EXERCISE AIM ▸ Repeat the listing that follows exactly. Pictures are not part of the copy.

------ DATA SUPPLIED ------

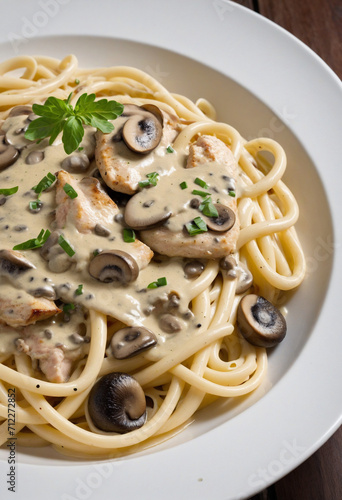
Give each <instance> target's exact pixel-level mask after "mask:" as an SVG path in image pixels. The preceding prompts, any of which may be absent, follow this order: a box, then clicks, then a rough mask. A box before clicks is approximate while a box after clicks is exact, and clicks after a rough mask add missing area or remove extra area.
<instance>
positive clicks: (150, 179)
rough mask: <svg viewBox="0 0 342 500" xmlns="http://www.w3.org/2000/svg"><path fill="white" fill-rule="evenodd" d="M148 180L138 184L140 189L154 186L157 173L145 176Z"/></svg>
mask: <svg viewBox="0 0 342 500" xmlns="http://www.w3.org/2000/svg"><path fill="white" fill-rule="evenodd" d="M146 177H147V179H148V180H146V181H141V182H139V186H140V187H147V186H156V185H157V182H158V177H159V174H158V173H157V172H151V173H150V174H146Z"/></svg>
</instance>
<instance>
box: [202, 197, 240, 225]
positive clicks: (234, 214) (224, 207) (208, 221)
mask: <svg viewBox="0 0 342 500" xmlns="http://www.w3.org/2000/svg"><path fill="white" fill-rule="evenodd" d="M214 207H215V208H216V210H217V211H218V217H205V218H204V220H205V222H206V224H207V227H208V229H210V230H211V231H218V232H225V231H229V229H231V228H232V227H233V226H234V224H235V214H234V212H233V210H232V209H231V208H229V207H227V206H226V205H222V203H215V204H214Z"/></svg>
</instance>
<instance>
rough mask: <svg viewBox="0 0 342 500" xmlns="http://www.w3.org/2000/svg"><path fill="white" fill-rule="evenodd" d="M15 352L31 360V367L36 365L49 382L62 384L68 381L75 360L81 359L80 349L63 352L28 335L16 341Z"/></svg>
mask: <svg viewBox="0 0 342 500" xmlns="http://www.w3.org/2000/svg"><path fill="white" fill-rule="evenodd" d="M16 346H17V350H18V351H19V352H22V353H25V354H27V355H28V356H30V358H31V359H32V363H33V366H34V365H36V364H37V362H38V365H39V368H40V369H41V371H42V372H43V373H44V375H45V377H46V379H47V380H48V381H49V382H56V383H63V382H66V381H67V380H68V378H69V377H70V374H71V370H72V366H73V363H74V361H75V360H77V359H79V358H80V357H82V349H81V348H79V349H75V350H73V351H64V350H63V349H62V348H60V347H51V346H49V345H47V344H46V343H44V341H43V339H42V338H41V337H39V336H37V335H34V334H28V335H25V336H23V338H20V339H18V340H17V341H16Z"/></svg>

------

EXERCISE ANSWER ▸
Give each <instance> target's exact pixel-level mask after "mask:" as an SVG path in image pixels. The preceding prompts, any of which may be absent, follow this order: a box, then clicks, then a rough mask. A box before clicks is approximate while a box after clicks is exact, and clicks after a rough mask add missing area or remove extra area.
<instance>
positive clicks: (150, 179)
rough mask: <svg viewBox="0 0 342 500" xmlns="http://www.w3.org/2000/svg"><path fill="white" fill-rule="evenodd" d="M148 180L138 184L140 189L154 186L157 173L145 176Z"/></svg>
mask: <svg viewBox="0 0 342 500" xmlns="http://www.w3.org/2000/svg"><path fill="white" fill-rule="evenodd" d="M146 177H147V179H148V180H146V181H141V182H139V186H140V187H147V186H156V185H157V182H158V177H159V174H158V173H157V172H151V173H150V174H146Z"/></svg>
</instance>
<instance>
box: [202, 197, 240, 225]
positive clicks: (234, 214) (224, 207) (208, 221)
mask: <svg viewBox="0 0 342 500" xmlns="http://www.w3.org/2000/svg"><path fill="white" fill-rule="evenodd" d="M214 207H215V208H216V210H217V211H218V217H205V218H204V220H205V222H206V224H207V227H208V229H210V230H211V231H218V232H225V231H229V229H231V228H232V227H233V226H234V224H235V214H234V212H233V210H232V209H231V208H229V207H227V206H226V205H222V203H215V204H214Z"/></svg>
</instance>
<instance>
rough mask: <svg viewBox="0 0 342 500" xmlns="http://www.w3.org/2000/svg"><path fill="white" fill-rule="evenodd" d="M15 352L31 360V367L36 365L49 382L62 384L68 381L75 360L81 359L80 349L63 352L28 335L16 341Z"/></svg>
mask: <svg viewBox="0 0 342 500" xmlns="http://www.w3.org/2000/svg"><path fill="white" fill-rule="evenodd" d="M16 346H17V350H18V351H19V352H22V353H25V354H27V355H28V356H30V358H31V359H32V363H33V366H34V365H36V364H37V362H38V365H39V368H40V369H41V371H42V372H43V373H44V375H45V377H46V379H47V380H48V381H49V382H56V383H63V382H66V381H67V380H68V378H69V377H70V374H71V370H72V366H73V363H74V361H75V360H77V359H79V358H80V357H82V349H81V348H79V349H75V350H73V351H64V350H63V349H62V348H60V347H51V346H49V345H47V344H46V343H44V341H43V339H42V338H41V337H39V336H37V335H34V334H28V335H25V336H23V338H20V339H18V340H17V341H16Z"/></svg>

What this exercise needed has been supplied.